THE TASK: Render the data as a Markdown table with the columns Row and Line, starting at the first line of the data and ending at the line that contains "point(565, 374)", both ends included. Number each row, and leave out any blank lines.

TASK INPUTS:

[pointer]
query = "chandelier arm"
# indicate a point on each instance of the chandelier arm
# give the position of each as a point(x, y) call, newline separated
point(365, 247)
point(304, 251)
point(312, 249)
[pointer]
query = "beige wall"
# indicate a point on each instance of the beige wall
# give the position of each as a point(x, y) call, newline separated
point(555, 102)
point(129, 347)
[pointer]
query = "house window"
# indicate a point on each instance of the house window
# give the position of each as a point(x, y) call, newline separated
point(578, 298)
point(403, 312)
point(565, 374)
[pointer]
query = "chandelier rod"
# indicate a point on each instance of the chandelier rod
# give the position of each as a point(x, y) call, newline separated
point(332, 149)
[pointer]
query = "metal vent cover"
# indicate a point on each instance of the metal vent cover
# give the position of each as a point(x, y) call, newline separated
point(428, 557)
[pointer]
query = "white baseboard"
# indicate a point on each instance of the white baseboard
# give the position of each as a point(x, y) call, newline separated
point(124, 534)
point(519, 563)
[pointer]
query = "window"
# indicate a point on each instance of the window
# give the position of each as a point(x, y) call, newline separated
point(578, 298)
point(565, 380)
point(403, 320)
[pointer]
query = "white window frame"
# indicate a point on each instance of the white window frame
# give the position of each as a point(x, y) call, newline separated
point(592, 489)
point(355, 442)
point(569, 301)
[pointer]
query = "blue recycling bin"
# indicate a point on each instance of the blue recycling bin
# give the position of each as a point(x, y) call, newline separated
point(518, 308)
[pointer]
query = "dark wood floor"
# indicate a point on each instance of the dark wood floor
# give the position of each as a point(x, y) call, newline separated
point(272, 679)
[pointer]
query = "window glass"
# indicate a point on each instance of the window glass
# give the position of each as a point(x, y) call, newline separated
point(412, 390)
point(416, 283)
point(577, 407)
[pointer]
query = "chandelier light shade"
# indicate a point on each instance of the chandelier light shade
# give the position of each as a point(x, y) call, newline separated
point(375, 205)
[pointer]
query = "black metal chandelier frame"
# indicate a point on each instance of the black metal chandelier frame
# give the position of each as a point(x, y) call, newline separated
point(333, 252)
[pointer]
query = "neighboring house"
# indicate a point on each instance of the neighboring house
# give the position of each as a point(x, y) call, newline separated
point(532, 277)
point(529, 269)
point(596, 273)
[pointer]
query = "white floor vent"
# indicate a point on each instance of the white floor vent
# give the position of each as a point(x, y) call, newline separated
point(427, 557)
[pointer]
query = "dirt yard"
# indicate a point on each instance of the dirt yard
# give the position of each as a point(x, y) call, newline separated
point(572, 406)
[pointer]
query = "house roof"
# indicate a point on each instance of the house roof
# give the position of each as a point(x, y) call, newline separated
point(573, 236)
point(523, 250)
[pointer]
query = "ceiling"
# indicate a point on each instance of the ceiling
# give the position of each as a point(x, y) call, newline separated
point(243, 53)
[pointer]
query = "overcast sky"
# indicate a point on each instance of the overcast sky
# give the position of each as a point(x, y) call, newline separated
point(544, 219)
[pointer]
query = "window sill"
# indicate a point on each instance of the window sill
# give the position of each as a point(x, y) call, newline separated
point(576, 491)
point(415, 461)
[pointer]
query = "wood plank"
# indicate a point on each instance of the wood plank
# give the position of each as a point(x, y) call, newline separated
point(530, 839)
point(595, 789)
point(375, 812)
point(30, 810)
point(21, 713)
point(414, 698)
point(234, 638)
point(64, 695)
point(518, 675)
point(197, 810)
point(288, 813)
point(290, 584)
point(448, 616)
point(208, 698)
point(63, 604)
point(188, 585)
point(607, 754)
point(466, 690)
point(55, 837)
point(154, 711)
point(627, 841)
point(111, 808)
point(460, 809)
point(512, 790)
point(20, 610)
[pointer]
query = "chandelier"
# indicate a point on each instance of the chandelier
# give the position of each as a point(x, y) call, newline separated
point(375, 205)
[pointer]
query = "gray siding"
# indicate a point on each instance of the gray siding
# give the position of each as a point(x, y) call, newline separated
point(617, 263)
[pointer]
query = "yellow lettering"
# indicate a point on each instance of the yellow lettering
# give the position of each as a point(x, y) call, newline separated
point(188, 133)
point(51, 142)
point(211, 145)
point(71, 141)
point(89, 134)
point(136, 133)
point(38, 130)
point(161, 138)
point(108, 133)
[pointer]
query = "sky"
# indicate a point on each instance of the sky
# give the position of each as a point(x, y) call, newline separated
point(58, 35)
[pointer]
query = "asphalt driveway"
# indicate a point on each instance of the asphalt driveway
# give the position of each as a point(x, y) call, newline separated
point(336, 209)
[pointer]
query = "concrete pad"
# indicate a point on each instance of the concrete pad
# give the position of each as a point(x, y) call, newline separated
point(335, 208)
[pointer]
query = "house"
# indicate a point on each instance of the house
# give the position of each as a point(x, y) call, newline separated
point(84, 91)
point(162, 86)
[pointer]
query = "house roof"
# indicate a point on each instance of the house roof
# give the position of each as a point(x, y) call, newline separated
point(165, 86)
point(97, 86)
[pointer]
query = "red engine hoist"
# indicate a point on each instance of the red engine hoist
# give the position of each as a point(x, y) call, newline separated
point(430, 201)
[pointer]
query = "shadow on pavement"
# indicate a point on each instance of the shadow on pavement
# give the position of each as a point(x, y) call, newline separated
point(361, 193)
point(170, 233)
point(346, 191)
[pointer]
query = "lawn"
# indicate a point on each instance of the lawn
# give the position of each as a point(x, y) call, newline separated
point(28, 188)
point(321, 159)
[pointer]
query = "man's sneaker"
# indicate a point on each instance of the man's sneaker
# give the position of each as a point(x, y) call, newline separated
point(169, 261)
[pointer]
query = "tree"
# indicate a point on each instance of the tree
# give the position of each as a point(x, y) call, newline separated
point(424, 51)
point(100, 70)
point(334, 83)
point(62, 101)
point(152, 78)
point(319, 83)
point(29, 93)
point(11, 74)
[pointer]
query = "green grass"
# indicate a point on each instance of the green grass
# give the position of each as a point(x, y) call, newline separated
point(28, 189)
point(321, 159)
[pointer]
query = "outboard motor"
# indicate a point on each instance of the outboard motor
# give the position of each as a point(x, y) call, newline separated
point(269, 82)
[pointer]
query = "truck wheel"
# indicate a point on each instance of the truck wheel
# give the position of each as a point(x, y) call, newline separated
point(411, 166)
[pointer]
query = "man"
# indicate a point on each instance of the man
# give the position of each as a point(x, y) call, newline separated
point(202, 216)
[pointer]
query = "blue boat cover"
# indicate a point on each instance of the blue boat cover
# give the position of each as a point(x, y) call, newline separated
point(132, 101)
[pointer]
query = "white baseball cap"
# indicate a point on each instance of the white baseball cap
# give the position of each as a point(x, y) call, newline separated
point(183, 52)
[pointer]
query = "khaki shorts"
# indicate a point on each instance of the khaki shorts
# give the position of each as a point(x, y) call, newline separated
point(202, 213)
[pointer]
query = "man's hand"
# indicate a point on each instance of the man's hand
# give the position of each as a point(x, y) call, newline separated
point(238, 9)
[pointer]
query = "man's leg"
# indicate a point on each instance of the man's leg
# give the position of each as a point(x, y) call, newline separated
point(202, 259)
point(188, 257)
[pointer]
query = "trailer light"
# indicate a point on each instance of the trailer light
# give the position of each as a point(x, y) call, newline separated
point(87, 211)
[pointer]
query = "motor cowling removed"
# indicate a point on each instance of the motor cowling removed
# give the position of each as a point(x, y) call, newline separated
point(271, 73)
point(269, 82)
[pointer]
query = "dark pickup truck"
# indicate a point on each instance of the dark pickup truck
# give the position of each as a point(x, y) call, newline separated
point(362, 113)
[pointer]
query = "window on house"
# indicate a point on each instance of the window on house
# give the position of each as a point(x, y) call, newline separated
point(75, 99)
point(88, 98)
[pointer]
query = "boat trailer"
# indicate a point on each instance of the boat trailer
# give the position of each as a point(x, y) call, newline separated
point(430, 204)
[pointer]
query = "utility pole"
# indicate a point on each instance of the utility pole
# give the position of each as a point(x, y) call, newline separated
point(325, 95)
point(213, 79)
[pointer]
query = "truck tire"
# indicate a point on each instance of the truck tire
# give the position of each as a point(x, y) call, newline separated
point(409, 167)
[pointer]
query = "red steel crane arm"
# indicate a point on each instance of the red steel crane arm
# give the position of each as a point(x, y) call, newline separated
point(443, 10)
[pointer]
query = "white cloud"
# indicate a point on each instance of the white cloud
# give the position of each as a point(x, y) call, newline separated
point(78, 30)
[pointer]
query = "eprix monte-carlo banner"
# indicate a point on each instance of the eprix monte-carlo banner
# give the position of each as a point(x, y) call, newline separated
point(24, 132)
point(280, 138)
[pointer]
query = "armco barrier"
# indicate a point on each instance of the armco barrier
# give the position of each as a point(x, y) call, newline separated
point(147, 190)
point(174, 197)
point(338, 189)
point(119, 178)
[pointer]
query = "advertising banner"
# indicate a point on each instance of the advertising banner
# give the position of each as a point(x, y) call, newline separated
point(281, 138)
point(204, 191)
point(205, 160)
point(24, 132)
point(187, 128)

EXERCISE SOLUTION:
| Row | Line |
|---|---|
| 1 | [pointer] |
| 2 | query = "chandelier arm" |
| 3 | # indicate a point on each instance of the chandelier arm |
| 4 | # give the position of each as a point(x, y) call, newline separated |
| 5 | point(365, 247) |
| 6 | point(304, 251) |
| 7 | point(312, 249) |
| 8 | [pointer] |
| 9 | query = "beige wall" |
| 10 | # indicate a point on each instance of the beige wall |
| 11 | # give the position of each as a point(x, y) call, newline separated |
| 12 | point(555, 102) |
| 13 | point(129, 347) |
| 14 | [pointer] |
| 15 | query = "house window" |
| 16 | # indicate a point on each instance of the house window |
| 17 | # give the position of each as a point(x, y) call, newline separated |
| 18 | point(578, 298) |
| 19 | point(403, 312) |
| 20 | point(565, 374) |